__TEXTE À LIRE__:
————

Tiens, ils ont repeint !

La Découverte

5 avril 2018.
 

L’expression murale ne s’est pas arrêtée avec Mai 68 : les récentes manifestations contre la loi travail ont pu en attester, laissant de nombreux aphorismes inspirés dans l’espace urbain. Piochant dans sa collection personnelle, Yves Pagès présente 4 000 transcriptions littérales de graffiti croisés entre juin 1968 et 2017, référencés par lieu, date et méthode d’exécution. De Paris à Berlin, en passant par la place Tahir, les murs, à défaut d’oreilles ont surtout des choses à dire.

On dit des murs qu’ils ont des oreilles, mais sait-on qu’ils murmurent ? Celles et ceux qui, depuis le milieu du XIXe siècle, s’emploient illégalement à y laisser des traces – avec force craie, charbon, feutre, pinceau ou bombe aérosol – l’ont bien compris : les murs nous interpellent. Avec leur ironie revêche, leurs espoirs tronqués, leur fantaisie abrupte, ils font écho à des paroles enfouies au plus profond de nous. Ils portent les mots qui, inscrits là sans destination ni droit de cité, sont livrés à tous les regards et " contaminent " l’espace public, troublant ainsi l’ordre du discours.

————

__DONNÉES EXTRAITES__:

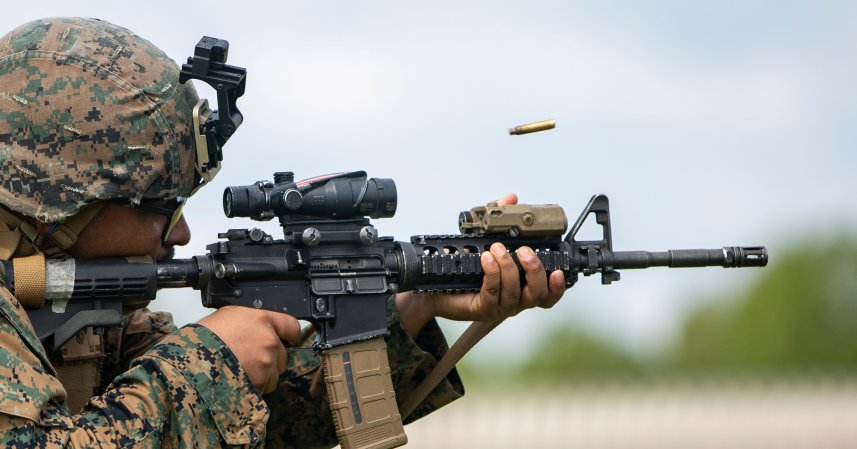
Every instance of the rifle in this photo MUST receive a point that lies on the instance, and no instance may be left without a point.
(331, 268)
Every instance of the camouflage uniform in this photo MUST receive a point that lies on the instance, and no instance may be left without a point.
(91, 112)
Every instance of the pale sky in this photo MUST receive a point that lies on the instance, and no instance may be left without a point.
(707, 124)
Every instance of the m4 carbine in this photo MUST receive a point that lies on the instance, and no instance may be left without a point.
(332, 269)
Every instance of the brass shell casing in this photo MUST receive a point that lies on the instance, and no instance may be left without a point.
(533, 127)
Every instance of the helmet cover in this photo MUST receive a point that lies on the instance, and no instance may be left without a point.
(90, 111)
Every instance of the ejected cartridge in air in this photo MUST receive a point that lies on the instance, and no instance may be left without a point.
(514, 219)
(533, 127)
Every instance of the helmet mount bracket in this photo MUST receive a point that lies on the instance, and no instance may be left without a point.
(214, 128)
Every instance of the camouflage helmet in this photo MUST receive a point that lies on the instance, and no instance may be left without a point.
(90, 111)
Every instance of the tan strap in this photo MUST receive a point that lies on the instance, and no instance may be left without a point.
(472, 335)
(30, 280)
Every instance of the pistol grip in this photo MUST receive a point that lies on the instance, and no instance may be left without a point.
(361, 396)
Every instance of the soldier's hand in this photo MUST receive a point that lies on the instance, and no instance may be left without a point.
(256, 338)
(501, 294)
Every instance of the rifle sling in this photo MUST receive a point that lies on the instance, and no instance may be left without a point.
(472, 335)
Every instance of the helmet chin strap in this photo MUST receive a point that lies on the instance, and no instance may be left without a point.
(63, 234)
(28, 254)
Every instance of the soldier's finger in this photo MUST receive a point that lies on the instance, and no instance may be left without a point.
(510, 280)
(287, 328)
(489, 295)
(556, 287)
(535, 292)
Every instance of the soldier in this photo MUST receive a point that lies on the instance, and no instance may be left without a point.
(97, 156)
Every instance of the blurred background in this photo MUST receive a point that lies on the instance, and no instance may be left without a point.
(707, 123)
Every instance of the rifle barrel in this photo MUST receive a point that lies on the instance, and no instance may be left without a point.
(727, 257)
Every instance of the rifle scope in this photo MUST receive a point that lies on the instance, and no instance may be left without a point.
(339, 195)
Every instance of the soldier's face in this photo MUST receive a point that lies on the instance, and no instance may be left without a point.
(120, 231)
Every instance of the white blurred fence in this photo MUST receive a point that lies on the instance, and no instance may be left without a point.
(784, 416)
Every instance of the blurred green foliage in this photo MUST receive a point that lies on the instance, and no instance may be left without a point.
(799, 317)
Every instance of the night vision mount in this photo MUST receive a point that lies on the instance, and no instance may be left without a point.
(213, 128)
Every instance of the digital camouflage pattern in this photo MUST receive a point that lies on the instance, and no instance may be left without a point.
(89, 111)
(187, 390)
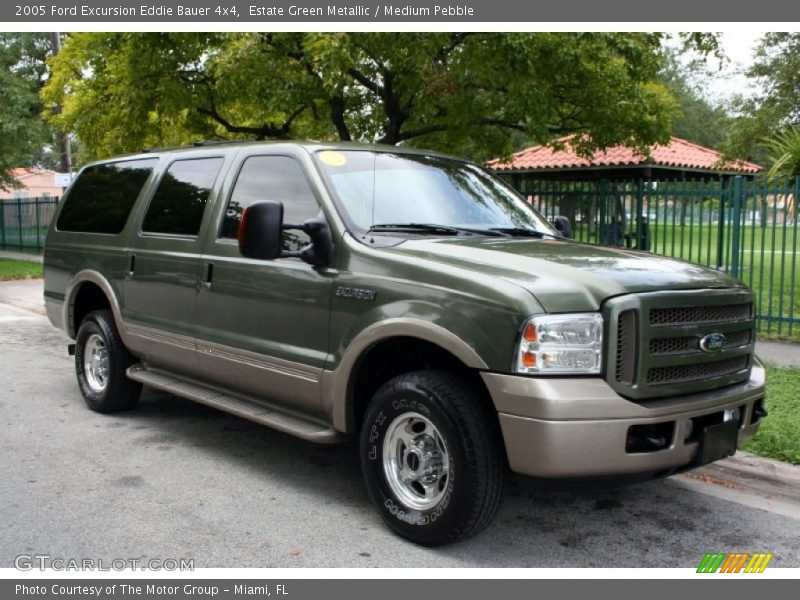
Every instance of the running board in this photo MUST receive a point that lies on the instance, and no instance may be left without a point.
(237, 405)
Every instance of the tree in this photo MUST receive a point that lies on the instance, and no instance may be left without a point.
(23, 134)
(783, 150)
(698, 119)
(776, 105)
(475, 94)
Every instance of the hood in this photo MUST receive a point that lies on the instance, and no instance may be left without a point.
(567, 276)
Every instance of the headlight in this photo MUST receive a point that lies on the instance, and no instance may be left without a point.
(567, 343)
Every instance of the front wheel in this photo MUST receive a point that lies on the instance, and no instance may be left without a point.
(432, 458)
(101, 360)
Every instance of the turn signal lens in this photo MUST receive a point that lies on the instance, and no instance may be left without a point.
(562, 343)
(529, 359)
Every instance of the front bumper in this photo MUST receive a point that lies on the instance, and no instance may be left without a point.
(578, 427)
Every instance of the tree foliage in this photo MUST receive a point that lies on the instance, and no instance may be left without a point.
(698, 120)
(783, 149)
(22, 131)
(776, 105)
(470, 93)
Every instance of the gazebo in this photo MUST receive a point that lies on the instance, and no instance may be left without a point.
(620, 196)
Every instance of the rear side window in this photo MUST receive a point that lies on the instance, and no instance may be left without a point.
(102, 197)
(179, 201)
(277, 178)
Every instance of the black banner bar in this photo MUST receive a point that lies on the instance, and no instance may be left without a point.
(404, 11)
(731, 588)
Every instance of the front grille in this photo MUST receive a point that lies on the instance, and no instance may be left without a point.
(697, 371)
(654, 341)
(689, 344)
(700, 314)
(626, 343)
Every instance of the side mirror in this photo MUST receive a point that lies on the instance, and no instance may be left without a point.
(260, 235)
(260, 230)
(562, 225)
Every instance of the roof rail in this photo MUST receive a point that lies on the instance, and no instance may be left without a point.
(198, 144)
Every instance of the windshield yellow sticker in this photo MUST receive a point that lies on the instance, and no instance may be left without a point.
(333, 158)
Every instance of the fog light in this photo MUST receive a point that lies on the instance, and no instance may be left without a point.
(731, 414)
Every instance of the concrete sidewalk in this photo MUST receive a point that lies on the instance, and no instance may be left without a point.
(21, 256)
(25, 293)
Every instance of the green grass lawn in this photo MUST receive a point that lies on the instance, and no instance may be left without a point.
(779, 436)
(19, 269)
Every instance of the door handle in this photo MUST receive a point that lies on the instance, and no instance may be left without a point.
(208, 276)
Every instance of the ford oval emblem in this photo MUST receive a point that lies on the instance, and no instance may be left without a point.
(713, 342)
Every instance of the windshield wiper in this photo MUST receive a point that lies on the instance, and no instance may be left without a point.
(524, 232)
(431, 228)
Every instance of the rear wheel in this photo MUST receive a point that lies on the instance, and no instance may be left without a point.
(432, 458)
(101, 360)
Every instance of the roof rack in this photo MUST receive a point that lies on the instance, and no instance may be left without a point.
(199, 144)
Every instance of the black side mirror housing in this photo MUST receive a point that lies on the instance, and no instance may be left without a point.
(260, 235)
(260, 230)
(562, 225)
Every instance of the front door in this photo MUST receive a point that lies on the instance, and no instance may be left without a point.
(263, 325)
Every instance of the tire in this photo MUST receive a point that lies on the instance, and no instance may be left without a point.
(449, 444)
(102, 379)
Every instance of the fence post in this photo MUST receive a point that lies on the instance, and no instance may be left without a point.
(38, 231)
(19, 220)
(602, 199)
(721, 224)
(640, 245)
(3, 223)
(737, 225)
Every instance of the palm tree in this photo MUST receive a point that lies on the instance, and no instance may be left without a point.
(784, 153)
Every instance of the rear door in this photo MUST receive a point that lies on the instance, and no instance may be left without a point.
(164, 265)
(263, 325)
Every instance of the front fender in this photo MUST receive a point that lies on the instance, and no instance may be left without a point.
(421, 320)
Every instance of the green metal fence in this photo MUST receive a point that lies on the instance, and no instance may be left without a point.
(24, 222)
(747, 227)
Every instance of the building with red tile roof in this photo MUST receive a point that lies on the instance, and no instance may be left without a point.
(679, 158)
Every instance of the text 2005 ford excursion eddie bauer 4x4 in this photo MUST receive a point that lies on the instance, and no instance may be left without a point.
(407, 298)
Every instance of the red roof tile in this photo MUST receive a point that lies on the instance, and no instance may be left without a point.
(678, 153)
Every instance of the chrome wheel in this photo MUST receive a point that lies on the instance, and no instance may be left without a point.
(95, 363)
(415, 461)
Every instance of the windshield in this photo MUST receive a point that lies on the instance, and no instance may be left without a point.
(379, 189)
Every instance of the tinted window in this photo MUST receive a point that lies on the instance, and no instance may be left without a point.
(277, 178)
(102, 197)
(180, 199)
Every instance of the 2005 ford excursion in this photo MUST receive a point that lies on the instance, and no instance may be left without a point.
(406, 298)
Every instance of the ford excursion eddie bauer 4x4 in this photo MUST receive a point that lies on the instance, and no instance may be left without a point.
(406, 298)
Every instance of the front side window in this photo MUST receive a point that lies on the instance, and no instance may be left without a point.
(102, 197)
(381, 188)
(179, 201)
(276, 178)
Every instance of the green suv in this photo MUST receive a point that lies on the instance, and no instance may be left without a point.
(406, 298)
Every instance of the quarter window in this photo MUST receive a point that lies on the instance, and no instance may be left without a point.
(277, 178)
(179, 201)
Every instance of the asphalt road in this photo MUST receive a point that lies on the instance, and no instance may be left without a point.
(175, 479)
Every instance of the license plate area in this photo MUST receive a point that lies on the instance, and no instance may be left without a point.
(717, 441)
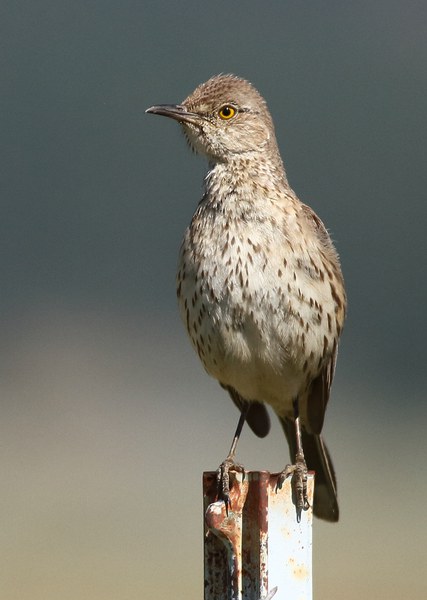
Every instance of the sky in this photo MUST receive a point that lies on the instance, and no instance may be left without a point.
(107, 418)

————

__TRAVAIL DEMANDÉ__: Rédigez la suite du texte sur les graffitis muraux en reprenant après sa dernière phrase.

__RÉSULTAT OBTENU__:
La folle et jouissive collecte textuelle d’Yves Pagès – plus de 4 000 graffitis urbains du monde entier des cinquante dernières années, fidèlement retranscrits, datés et localisés – forme une mémoire inédite. Une mémoire de la joie virale du bon mot, de l’énergie politique gratuite, de l’audace minuscule, de la poésie mineure et éphémère, des marges de la syntaxe, de l’invention maladroite, du plaisir de l’inachevé. On pourra dévorer ce livre en respectant son avancée chronologique, s’y perdre par associations flâneuses d’idées, en extraire à mesure son propre florilège ou, tout simplement, l’ouvrir n’importe où et se fier au seul hasard d’un cadavre exquis.


REvue de presse

- "S’ils disent en filigrane la continuité des révoltes et la permanence du besoin d’expression, le hasard de leur ordonnancement sur la page inscrit aussi ces propos anonymes dans une lignée artistique : celle des cadavres exquis surréalistes. […] L’ouvrage se savoure ainsi comme un hommage à I’inventivité des mots merdeux et offre un contrepoint jouissif à l’esprit de sérieux qui leste parfois le street art."